### Exercise task
Rewrite the stretch of the records from the line containing "Target: side window" through the line containing "172), (637, 172)]", changing every "side window" to "rear window" and leaving everything else as it is.

########################################

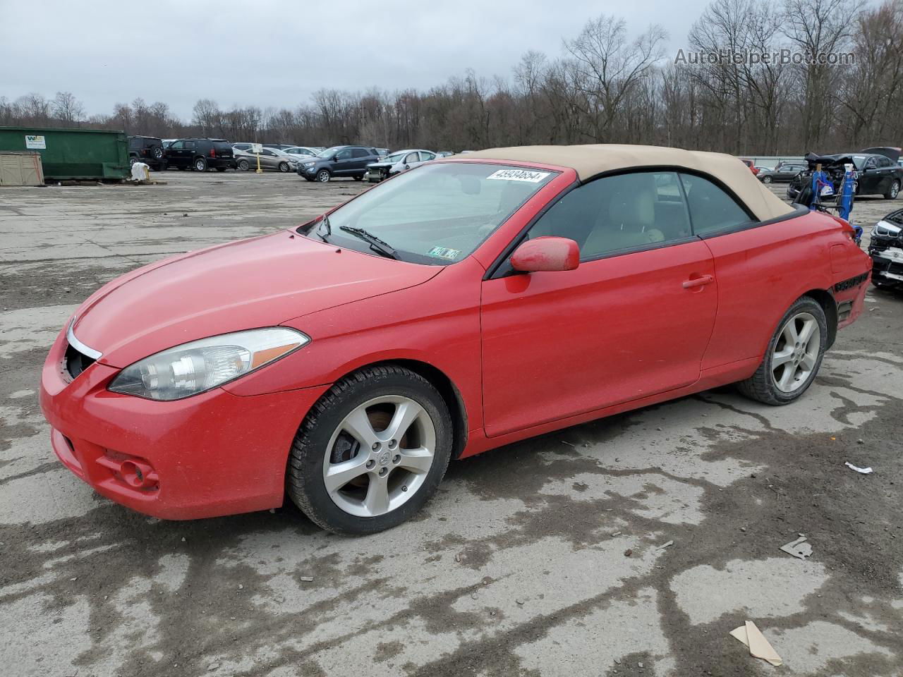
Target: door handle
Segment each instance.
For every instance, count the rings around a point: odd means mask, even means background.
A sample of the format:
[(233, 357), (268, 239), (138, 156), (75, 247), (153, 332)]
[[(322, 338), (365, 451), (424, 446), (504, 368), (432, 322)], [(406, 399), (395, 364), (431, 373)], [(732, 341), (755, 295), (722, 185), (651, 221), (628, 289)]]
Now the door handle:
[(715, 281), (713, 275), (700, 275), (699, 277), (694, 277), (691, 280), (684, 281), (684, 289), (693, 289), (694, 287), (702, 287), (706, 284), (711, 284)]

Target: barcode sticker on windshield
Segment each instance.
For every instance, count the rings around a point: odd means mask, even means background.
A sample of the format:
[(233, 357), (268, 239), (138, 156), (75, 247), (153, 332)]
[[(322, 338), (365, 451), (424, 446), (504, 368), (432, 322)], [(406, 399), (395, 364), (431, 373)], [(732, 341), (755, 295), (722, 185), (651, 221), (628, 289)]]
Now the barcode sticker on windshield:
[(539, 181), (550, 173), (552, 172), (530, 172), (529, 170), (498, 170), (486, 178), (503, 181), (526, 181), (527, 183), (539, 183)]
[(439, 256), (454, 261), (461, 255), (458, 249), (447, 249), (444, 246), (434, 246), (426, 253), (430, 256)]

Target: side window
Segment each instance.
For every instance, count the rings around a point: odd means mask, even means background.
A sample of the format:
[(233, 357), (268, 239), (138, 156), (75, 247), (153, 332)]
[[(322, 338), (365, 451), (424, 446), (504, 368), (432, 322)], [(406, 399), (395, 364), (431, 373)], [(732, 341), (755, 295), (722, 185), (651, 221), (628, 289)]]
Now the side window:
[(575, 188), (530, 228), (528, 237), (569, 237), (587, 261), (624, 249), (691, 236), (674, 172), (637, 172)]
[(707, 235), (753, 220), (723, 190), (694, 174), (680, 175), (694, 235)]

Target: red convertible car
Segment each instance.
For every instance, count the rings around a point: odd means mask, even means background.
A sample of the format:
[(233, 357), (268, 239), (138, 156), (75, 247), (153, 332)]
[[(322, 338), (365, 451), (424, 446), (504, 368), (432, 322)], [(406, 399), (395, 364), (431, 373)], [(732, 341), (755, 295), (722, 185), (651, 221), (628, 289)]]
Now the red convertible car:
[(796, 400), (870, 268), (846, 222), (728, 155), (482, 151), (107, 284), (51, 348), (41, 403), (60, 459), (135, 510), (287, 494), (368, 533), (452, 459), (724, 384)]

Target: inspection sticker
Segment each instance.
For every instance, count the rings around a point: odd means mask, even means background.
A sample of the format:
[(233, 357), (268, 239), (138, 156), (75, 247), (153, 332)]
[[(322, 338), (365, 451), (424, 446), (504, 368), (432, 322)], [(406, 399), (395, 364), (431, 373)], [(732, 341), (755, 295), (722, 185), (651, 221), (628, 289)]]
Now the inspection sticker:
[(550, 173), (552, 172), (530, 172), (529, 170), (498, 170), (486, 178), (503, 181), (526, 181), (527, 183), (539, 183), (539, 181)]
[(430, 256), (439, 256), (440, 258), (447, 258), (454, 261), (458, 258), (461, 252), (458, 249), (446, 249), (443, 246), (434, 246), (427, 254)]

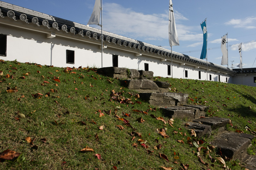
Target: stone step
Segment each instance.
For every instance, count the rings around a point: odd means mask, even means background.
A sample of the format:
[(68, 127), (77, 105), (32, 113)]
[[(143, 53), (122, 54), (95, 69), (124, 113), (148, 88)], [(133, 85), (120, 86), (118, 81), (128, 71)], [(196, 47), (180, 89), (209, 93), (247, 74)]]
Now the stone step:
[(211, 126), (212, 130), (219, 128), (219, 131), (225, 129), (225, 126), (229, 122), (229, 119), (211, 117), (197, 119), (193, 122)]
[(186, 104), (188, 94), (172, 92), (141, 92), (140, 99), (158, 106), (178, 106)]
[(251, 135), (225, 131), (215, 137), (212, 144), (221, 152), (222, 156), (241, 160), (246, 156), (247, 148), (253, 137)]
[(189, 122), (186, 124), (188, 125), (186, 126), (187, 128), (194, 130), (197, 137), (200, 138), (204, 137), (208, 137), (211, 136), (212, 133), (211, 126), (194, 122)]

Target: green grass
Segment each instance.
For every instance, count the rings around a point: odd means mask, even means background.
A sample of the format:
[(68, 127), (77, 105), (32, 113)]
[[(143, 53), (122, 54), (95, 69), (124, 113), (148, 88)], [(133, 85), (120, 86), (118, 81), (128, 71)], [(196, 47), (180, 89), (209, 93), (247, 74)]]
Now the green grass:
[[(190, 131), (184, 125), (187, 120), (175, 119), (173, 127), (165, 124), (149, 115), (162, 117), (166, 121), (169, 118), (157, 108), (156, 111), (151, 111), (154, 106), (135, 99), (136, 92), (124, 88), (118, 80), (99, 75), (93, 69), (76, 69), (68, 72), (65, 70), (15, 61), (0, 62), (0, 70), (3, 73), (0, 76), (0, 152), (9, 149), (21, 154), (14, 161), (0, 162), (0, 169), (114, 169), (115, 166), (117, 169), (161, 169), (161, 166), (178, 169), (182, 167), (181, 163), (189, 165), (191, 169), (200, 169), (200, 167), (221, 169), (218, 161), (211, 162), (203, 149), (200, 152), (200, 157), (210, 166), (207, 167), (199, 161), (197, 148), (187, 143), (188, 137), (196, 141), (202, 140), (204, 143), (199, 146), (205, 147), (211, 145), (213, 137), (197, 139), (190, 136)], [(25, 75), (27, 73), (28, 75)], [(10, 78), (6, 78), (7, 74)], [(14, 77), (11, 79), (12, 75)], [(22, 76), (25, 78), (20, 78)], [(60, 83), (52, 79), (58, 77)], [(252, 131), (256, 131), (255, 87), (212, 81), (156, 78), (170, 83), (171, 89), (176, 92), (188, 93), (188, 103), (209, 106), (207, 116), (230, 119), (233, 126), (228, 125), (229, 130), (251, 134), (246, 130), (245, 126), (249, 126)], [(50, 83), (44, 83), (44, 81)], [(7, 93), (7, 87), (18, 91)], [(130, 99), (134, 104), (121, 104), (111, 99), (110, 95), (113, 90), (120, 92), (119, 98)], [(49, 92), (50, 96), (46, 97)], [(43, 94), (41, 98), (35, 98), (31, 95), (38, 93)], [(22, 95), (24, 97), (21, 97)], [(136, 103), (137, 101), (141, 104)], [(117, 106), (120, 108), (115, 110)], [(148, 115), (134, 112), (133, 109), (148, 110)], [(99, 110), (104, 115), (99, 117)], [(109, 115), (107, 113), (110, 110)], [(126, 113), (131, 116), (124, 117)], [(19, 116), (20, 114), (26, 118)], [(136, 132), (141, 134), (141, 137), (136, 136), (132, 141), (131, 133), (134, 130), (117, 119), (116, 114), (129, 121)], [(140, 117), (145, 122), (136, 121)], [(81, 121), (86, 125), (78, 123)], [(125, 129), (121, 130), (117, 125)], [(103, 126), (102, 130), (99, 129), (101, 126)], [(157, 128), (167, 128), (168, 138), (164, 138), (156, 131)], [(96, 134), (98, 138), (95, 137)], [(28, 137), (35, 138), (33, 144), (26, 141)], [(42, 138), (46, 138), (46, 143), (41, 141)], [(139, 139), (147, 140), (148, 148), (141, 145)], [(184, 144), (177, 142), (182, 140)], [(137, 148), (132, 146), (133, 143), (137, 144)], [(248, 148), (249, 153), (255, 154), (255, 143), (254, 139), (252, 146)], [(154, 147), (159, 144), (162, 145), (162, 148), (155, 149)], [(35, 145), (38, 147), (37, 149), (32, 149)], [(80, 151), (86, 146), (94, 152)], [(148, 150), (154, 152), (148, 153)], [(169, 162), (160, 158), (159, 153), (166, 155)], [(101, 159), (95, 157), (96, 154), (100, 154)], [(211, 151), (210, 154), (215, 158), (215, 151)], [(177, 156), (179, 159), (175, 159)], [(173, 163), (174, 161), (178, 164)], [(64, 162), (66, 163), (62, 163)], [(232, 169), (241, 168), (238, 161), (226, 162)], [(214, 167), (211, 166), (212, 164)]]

########################################

### Solution
Target: rear window
Segment each instance.
For every instance, count the rings around a point: odd means mask, even means background.
A sample of the format:
[(233, 357), (268, 239), (138, 156), (75, 247), (153, 332)]
[[(322, 338), (365, 451), (424, 446), (504, 368), (432, 322)], [(406, 399), (395, 364), (431, 373)], [(732, 341), (755, 295), (722, 185), (651, 221), (628, 289)]]
Now the rear window:
[(575, 188), (530, 228), (528, 237), (569, 237), (587, 261), (624, 249), (691, 236), (674, 172), (637, 172)]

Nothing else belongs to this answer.